Google sandbox duration
The time of the sandbox. Some people say between two months and half a year, some say between half a year and one year, and some people even say that there’s an extra sandbox that you may be able to rank on a low difficulty keywords, but on high volume of searches, you won’t be able to rank even after one year.
That’s the two stances on the sandbox. I don’t know who’s right and who’s wrong, because everybody’s speaking from their own experience, their own websites. It’s possible that one kind of vertical have a sandbox, or even a longer duration sandbox. And one vertical has no sandbox or short duration sandbox.
Google search intent
Now let’s speak about my own site, because that’s where my pain is. It’s about seven months available to Google, and I’ve written some articles with low competition keywords, or even some phrases that are very specific, that not many people search. Even though it should be, at least in the first page, they are not appearing in the search results. Now, it’s either there’s a sandbox, or another possibility is that Google doesn’t think it satisfied the search intent.

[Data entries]
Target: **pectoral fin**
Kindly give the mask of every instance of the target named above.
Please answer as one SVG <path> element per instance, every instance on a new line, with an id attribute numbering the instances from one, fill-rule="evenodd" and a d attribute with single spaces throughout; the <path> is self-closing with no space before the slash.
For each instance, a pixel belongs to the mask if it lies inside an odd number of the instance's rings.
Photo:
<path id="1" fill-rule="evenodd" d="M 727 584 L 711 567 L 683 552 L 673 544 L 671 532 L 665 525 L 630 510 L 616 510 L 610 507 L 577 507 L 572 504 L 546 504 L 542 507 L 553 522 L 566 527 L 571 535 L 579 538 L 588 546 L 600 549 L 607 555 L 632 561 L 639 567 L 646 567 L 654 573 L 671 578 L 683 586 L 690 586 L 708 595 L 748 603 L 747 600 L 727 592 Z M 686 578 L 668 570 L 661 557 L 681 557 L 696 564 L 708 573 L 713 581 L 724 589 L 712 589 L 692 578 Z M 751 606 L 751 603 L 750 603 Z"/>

• Set of tasks:
[a] Answer these questions using the text about the Google sandbox.
(i) How long has the author's own site been available to Google?
(ii) On what kind of keywords might a site still rank during the extra sandbox that some people describe?
(iii) Besides a sandbox, what other possibility does the author give for the articles not appearing in search results?
[b] List every distinct length of time mentioned in the text about the Google sandbox.
[c] Carry on the text about the Google sandbox from the point where it stops.

• Results by task:
[a]
(i) About seven months.
(ii) Low difficulty keywords.
(iii) That Google doesn't think the articles satisfied the search intent.

[b]
two months
half a year
one year
seven months

[c]
So what is the search intent? Search intent means what the searcher was looking to find. Let’s say you’re searching for, “How to train my dog.” The results should tell you how to train your dog. If the result shows, I’ll be radical, “How to train a cat,” obviously that’s not what you searched for. But with more complex search queries or search queries that aren’t common, sometimes Google can make a mistake with your search intent.
What is Google Bert?
They changed the algorithms in October, 2019. They call it a BERT update. BERT is the name of one of the AI algorithms. It wants to detect your search intent. Let’s say you search for, “vacation in Madrid”. Up until then, people would use the keywords, “vacation in Madrid”, “holiday in Madrid”, “hotel in Madrid” in a lot of variations that Google may have showed you based on your search results. Or if you search, “vacation in Madrid”, the page with the title, “holiday in Madrid” may not be relevant, or “hotel in Madrid” may not be relevant.
With the BERT update, Google knows that all three phrases are actually “holiday in Madrid”, and will be able to show you those pages. For common questions, like “holiday in Madrid”, or “how much do my dog weigh?” or stuff like that, it works.
But most of my search queries are technical, and I’ve noticed that there’s a drop in the quality of results from the BERT update, because what I search for, Google doesn’t understand the intent very well. It is possible that for the phrases I chose, what Google interprets as the intent is not the real intent. It doesn’t think I answer … my articles answer the searcher’s queries. That another option. And it can also be both.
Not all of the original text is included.